→ 任务说明: 将以下全部条目中的各行改写为带编号的列表，空行一律省略。

→ 数据集所含条目:
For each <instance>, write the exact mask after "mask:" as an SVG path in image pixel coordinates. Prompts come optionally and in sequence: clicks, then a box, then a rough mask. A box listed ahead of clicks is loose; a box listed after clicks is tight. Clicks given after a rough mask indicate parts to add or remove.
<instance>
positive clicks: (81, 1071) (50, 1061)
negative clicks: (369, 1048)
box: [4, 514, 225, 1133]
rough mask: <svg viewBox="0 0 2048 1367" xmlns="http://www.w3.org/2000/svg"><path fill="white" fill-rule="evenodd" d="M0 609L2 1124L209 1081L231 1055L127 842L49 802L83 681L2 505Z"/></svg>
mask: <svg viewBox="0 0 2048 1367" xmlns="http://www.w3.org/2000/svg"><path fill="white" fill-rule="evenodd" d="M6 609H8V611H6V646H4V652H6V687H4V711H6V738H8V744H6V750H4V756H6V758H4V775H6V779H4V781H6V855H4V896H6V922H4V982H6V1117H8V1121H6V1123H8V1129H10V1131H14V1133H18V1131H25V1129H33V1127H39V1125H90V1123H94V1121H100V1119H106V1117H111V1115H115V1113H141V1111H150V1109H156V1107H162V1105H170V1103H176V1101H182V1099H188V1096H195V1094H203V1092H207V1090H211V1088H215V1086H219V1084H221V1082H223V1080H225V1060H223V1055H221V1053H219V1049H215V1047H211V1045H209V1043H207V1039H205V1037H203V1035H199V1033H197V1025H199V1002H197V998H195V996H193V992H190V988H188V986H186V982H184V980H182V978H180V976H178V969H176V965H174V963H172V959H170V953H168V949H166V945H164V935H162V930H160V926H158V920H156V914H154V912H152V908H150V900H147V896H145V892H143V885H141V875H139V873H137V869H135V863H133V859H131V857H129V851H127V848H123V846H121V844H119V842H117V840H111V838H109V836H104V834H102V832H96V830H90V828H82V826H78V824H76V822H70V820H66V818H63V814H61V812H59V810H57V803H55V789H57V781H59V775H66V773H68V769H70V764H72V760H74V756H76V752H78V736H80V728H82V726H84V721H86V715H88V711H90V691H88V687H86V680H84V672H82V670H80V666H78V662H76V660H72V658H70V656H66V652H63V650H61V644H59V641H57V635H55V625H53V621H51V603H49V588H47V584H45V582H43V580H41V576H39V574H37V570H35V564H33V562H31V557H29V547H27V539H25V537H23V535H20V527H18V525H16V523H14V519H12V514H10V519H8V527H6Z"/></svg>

→ 书面答复:
1. For each <instance>, write the exact mask after "mask:" as an SVG path in image pixel coordinates. Prompts come optionally and in sequence: clicks, then a box, then a rough mask. A box listed ahead of clicks is loose; a box listed after clicks is tight. Clicks given after a rough mask indicate parts to add or remove.
2. <instance>
3. positive clicks: (81, 1071) (50, 1061)
4. negative clicks: (369, 1048)
5. box: [4, 514, 225, 1133]
6. rough mask: <svg viewBox="0 0 2048 1367" xmlns="http://www.w3.org/2000/svg"><path fill="white" fill-rule="evenodd" d="M0 609L2 1124L209 1081L231 1055L127 842L49 802L83 681L2 505Z"/></svg>
7. mask: <svg viewBox="0 0 2048 1367" xmlns="http://www.w3.org/2000/svg"><path fill="white" fill-rule="evenodd" d="M6 609H8V611H6V646H4V652H6V687H4V711H6V738H8V744H6V750H4V756H6V758H4V775H6V779H4V781H6V855H4V896H6V922H4V982H6V1117H8V1121H6V1123H8V1129H10V1131H14V1133H18V1131H25V1129H33V1127H39V1125H90V1123H94V1121H100V1119H106V1117H111V1115H115V1113H141V1111H150V1109H156V1107H162V1105H170V1103H176V1101H182V1099H188V1096H195V1094H203V1092H207V1090H211V1088H215V1086H219V1084H221V1082H223V1080H225V1060H223V1055H221V1053H219V1049H215V1047H211V1045H209V1043H207V1039H205V1037H203V1035H199V1033H197V1025H199V1002H197V998H195V996H193V992H190V988H188V986H186V982H184V980H182V978H180V976H178V969H176V965H174V963H172V959H170V953H168V949H166V945H164V935H162V930H160V926H158V920H156V914H154V912H152V908H150V900H147V896H145V892H143V885H141V875H139V873H137V869H135V863H133V859H131V857H129V851H127V848H123V846H121V844H119V842H117V840H111V838H109V836H104V834H102V832H96V830H90V828H82V826H78V824H76V822H70V820H66V818H63V814H61V812H59V810H57V803H55V789H57V781H59V775H66V773H68V769H70V764H72V760H74V756H76V752H78V736H80V728H82V726H84V721H86V715H88V711H90V691H88V687H86V680H84V672H82V670H80V666H78V662H76V660H72V658H70V656H66V652H63V650H61V644H59V641H57V635H55V625H53V621H51V603H49V588H47V584H45V582H43V580H41V576H39V574H37V570H35V564H33V562H31V557H29V547H27V539H25V537H23V535H20V527H18V525H16V523H14V519H12V514H10V519H8V527H6Z"/></svg>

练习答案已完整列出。